[Recorded data]
※ ※ ※

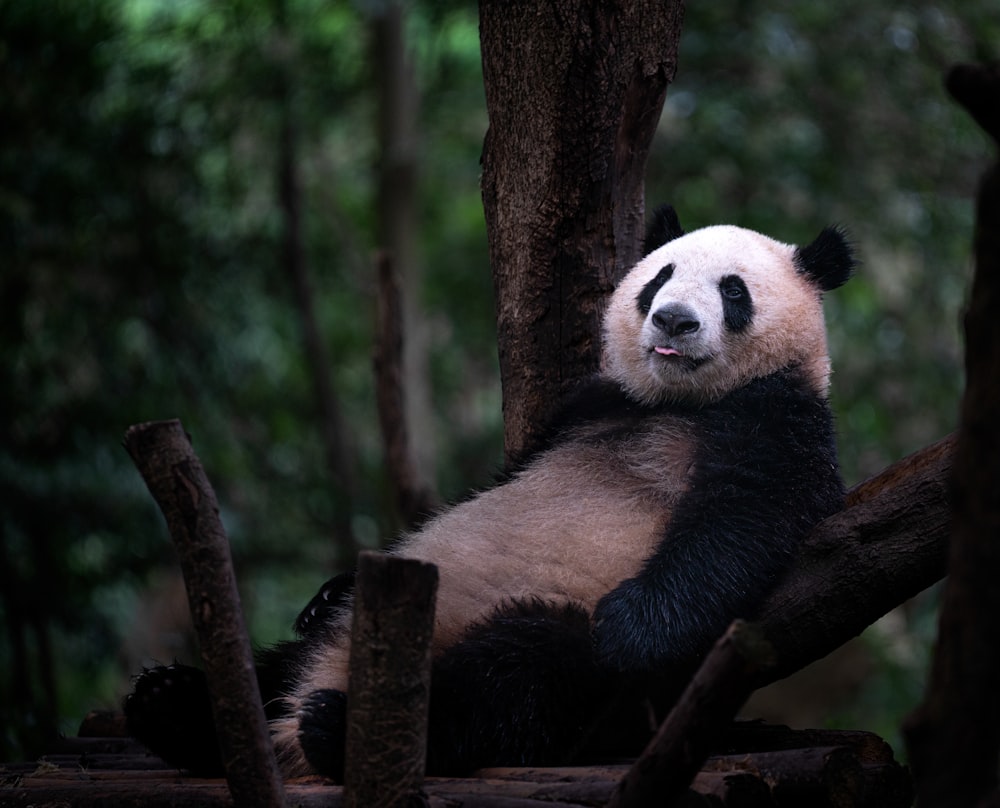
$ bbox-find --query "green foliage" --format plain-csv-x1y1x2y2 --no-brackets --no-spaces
0,0,1000,759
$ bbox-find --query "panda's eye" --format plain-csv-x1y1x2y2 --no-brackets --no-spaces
722,281,747,300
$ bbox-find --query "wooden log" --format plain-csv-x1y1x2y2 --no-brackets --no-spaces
373,251,439,528
344,552,438,808
125,420,284,808
608,620,774,808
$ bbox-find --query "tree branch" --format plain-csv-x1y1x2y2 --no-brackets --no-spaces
755,436,955,685
125,420,284,808
906,64,1000,806
479,0,683,460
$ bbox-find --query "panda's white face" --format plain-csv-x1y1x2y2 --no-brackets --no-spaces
604,225,829,404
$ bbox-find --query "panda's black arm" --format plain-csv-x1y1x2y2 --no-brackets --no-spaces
595,371,844,671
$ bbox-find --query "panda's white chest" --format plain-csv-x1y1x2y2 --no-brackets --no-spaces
397,426,692,647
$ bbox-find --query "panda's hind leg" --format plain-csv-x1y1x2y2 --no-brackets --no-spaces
427,600,614,774
124,664,223,777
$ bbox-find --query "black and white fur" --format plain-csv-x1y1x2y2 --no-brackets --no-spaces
126,208,854,777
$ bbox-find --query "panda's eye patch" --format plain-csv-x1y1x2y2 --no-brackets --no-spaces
719,275,753,331
635,264,674,317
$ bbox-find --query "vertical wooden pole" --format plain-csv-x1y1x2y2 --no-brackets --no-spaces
344,552,438,808
125,420,285,808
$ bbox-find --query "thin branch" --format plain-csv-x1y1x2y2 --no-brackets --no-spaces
125,420,285,808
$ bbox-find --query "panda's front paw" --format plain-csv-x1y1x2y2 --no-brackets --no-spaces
594,579,664,671
123,665,223,776
299,690,347,783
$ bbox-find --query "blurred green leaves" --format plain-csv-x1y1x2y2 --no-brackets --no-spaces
0,0,988,759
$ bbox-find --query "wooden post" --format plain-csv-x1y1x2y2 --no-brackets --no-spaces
125,420,285,808
904,64,1000,808
344,552,438,808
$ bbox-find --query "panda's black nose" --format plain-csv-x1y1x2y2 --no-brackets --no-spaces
652,303,701,337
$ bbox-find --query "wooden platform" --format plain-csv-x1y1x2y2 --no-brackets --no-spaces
0,722,913,808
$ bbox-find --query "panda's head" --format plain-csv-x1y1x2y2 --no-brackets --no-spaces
604,207,855,404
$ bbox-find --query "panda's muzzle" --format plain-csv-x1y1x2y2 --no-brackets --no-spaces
650,303,701,338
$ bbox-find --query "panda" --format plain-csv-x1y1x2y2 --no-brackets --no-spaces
125,206,855,779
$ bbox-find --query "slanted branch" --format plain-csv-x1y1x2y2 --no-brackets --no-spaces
125,420,285,808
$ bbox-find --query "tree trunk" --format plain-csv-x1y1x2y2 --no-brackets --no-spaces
906,65,1000,806
479,0,683,460
275,0,357,549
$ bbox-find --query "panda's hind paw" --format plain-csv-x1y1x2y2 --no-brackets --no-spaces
123,664,223,775
299,690,347,783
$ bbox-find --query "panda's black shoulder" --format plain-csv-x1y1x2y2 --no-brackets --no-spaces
500,374,669,481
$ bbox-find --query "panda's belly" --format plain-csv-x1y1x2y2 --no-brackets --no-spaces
395,436,690,650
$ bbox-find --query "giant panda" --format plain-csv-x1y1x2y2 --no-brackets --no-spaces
125,207,855,778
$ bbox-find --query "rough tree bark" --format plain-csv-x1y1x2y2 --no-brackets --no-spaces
906,64,1000,806
754,437,954,685
479,0,683,460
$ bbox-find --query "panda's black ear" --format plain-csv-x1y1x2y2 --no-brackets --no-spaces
795,227,858,292
642,205,684,255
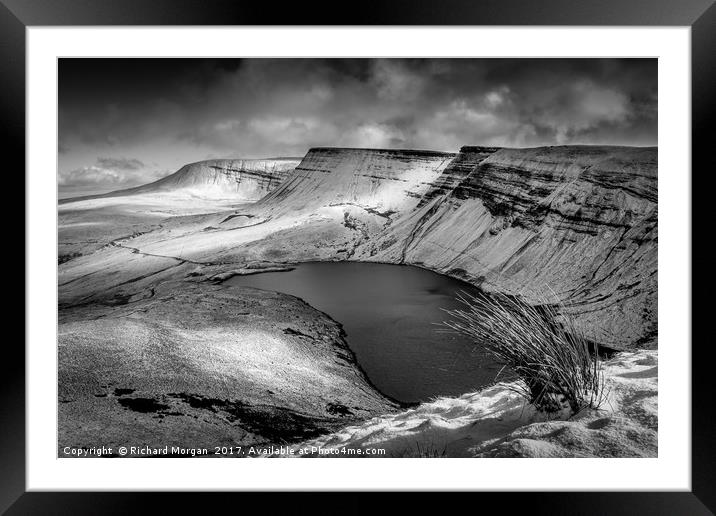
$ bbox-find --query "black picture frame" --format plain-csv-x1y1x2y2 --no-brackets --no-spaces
5,0,716,514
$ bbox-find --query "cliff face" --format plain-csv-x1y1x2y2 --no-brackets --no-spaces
258,148,455,214
59,146,658,348
103,158,300,201
357,147,657,347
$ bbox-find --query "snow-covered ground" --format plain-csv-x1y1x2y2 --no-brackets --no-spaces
276,350,658,458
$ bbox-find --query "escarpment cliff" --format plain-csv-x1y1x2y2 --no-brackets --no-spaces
258,148,455,214
59,146,658,348
356,146,658,348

※ ※ ※

[Goal]
How many rows above contain the string "black", matching case exactly? Give only the number.

[Finished answer]
6